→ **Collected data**
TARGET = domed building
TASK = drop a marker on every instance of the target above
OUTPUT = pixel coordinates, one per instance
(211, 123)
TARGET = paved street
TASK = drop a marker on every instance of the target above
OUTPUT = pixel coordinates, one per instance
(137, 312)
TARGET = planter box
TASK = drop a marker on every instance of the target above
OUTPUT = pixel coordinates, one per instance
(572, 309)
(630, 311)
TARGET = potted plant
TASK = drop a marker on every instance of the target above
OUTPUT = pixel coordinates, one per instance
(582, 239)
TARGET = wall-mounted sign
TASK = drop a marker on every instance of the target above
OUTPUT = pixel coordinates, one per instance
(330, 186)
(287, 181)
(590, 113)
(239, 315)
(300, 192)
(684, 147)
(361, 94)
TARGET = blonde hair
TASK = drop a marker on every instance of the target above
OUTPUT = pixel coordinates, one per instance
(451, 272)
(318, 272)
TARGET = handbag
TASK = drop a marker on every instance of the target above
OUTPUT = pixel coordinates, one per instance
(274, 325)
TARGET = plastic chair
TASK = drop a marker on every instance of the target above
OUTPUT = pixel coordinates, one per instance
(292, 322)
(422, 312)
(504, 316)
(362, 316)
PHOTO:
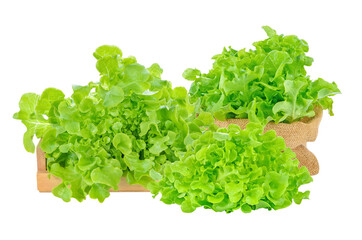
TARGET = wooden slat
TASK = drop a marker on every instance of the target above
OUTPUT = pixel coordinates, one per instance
(46, 184)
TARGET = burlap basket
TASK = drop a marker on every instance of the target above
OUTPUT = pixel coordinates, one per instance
(296, 136)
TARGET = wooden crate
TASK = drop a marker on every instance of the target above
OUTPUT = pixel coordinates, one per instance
(46, 184)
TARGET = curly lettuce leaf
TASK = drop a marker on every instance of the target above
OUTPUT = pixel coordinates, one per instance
(129, 124)
(270, 82)
(234, 169)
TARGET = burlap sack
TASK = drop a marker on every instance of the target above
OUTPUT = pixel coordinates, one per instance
(296, 136)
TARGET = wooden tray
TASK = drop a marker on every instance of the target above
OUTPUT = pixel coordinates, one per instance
(46, 184)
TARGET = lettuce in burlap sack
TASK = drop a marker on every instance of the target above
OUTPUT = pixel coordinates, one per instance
(296, 136)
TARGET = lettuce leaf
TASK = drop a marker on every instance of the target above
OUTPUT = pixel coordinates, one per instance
(270, 82)
(128, 124)
(227, 170)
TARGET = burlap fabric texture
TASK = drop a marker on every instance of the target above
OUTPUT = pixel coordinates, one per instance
(296, 136)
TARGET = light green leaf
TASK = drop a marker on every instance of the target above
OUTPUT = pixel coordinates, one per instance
(107, 175)
(123, 143)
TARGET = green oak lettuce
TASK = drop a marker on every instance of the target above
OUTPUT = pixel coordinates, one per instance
(270, 80)
(227, 170)
(128, 124)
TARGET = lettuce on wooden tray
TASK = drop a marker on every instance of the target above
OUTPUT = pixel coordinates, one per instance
(128, 124)
(273, 77)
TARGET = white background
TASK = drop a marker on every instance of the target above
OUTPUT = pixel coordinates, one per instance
(47, 44)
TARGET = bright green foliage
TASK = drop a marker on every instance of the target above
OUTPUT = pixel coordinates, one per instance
(225, 170)
(272, 77)
(128, 124)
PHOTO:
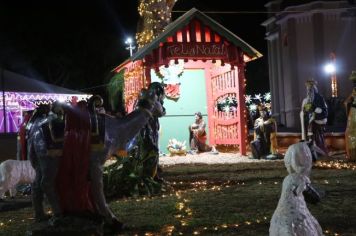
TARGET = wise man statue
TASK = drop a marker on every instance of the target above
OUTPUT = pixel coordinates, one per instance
(350, 133)
(313, 116)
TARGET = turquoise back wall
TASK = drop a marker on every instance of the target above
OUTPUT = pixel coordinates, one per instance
(180, 114)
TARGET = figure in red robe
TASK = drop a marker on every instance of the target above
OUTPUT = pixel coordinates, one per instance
(72, 179)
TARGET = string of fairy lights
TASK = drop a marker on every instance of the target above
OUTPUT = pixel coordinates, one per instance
(185, 214)
(155, 15)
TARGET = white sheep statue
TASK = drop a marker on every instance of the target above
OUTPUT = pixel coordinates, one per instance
(292, 217)
(14, 172)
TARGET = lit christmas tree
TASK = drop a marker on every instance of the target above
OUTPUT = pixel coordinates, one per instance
(155, 15)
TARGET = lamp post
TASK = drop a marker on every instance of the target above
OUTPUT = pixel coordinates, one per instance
(130, 47)
(330, 69)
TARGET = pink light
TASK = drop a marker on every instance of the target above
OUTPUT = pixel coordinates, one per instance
(17, 102)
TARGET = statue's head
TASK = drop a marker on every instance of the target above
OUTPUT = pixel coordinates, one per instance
(298, 159)
(95, 102)
(198, 116)
(311, 87)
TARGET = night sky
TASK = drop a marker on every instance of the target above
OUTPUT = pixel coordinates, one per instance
(76, 44)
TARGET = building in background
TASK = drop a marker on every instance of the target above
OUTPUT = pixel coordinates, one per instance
(302, 39)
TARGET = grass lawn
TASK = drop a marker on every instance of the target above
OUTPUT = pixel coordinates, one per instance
(234, 199)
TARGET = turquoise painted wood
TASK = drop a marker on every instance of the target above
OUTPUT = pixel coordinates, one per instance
(180, 114)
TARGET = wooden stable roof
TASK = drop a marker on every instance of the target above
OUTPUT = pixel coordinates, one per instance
(196, 27)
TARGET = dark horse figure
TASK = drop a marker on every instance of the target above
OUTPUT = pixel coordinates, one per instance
(74, 181)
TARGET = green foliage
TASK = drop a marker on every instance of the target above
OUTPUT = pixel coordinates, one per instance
(126, 178)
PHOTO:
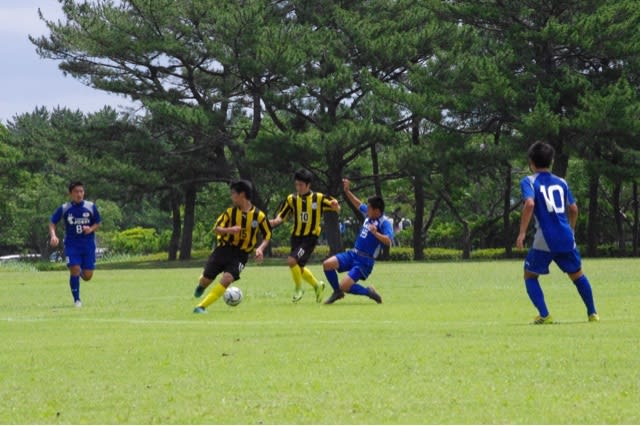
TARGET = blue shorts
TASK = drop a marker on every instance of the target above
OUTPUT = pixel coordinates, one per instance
(83, 255)
(359, 267)
(538, 261)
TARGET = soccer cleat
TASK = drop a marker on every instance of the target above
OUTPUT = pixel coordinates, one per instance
(198, 291)
(297, 295)
(543, 320)
(336, 295)
(319, 289)
(373, 294)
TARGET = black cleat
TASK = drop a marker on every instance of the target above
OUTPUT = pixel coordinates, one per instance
(336, 295)
(373, 294)
(198, 291)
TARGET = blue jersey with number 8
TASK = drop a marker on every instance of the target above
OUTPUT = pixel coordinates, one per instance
(552, 198)
(75, 216)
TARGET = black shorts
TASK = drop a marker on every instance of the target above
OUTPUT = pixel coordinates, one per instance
(302, 247)
(225, 259)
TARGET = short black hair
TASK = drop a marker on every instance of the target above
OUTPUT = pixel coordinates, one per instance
(242, 186)
(541, 154)
(303, 175)
(376, 202)
(74, 184)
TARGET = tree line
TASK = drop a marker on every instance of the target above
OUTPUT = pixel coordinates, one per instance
(430, 104)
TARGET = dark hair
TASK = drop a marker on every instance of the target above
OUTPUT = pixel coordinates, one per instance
(376, 202)
(303, 175)
(74, 184)
(241, 186)
(541, 154)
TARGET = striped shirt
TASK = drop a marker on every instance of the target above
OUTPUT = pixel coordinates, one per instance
(250, 222)
(306, 211)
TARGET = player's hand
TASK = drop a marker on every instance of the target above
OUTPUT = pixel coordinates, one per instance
(234, 229)
(259, 255)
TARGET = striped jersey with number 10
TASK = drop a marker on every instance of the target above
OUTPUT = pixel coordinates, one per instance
(307, 211)
(250, 222)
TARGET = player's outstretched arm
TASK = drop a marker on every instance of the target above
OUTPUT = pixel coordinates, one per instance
(355, 201)
(52, 235)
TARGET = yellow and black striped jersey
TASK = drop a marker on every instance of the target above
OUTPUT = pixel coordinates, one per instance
(306, 211)
(251, 222)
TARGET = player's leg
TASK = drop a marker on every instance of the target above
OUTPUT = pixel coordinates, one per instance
(74, 262)
(573, 262)
(537, 263)
(216, 292)
(331, 267)
(296, 274)
(234, 261)
(74, 284)
(360, 271)
(211, 269)
(88, 264)
(308, 244)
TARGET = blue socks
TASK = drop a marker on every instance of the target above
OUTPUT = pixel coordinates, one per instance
(584, 288)
(537, 297)
(332, 277)
(74, 283)
(359, 290)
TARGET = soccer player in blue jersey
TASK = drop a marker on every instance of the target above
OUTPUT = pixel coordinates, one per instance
(376, 231)
(548, 199)
(81, 219)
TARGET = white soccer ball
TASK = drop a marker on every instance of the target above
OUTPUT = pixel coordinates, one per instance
(233, 296)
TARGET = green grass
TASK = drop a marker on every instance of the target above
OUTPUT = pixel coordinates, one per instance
(451, 344)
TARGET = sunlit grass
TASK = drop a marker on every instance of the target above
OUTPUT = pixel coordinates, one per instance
(450, 344)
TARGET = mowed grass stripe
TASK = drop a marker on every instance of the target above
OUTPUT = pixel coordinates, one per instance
(450, 344)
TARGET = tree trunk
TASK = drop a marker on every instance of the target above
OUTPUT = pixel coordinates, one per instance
(375, 166)
(636, 221)
(418, 219)
(506, 212)
(466, 240)
(619, 219)
(592, 226)
(561, 160)
(189, 221)
(176, 228)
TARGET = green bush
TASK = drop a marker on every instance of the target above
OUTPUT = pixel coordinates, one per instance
(136, 240)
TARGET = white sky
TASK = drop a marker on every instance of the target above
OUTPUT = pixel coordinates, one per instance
(28, 81)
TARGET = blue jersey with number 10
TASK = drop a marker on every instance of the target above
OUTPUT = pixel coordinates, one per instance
(552, 198)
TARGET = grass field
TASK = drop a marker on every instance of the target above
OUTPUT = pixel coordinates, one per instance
(452, 343)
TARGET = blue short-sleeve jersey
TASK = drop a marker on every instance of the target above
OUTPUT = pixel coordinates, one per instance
(75, 216)
(366, 241)
(552, 197)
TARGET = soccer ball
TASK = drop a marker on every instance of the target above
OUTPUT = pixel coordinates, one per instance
(232, 296)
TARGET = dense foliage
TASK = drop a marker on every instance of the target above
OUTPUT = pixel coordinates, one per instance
(430, 104)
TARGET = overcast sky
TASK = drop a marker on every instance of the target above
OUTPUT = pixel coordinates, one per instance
(28, 81)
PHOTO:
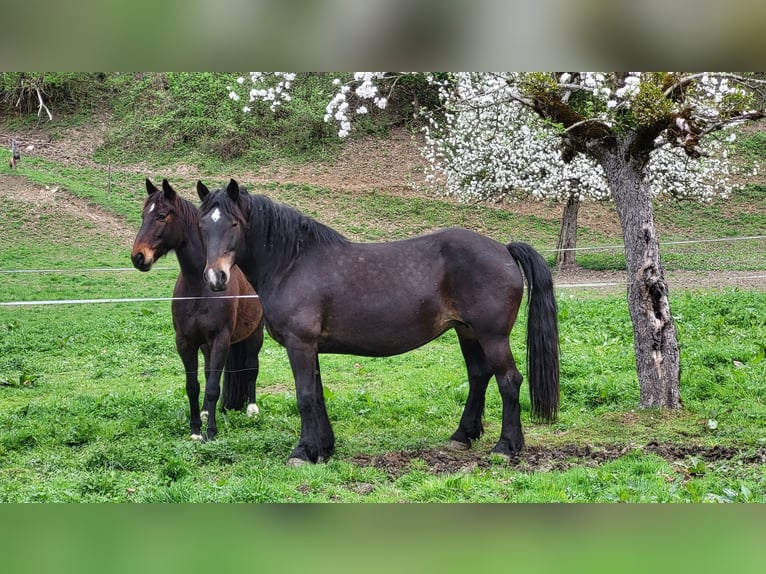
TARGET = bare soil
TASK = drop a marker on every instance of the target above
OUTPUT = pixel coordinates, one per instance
(544, 459)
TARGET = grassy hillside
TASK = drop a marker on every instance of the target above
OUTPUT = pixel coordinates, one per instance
(95, 408)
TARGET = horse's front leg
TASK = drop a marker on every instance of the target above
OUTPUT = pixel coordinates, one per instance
(189, 357)
(214, 364)
(254, 345)
(317, 441)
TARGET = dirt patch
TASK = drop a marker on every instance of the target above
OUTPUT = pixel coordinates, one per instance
(57, 201)
(544, 459)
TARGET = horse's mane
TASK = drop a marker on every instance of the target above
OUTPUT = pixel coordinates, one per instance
(287, 231)
(284, 231)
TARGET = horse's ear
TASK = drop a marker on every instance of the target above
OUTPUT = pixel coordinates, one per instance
(202, 190)
(170, 193)
(150, 187)
(233, 190)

→ **What you will do**
Copy out the lines above with no changes, beginning at the line that contains "TARGET = horse's mane" and continuing through the end of the records.

→ **Full response**
TARGET = horse's mane
TASK = drop a marker on every instance of the target above
OUTPUT = pixel coordinates, one per instance
(287, 231)
(284, 231)
TARGET = horse's ear
TASK = drop a marker on every instance of the target above
OUTPUT = pixel coordinates, one per instance
(202, 190)
(170, 193)
(150, 187)
(233, 190)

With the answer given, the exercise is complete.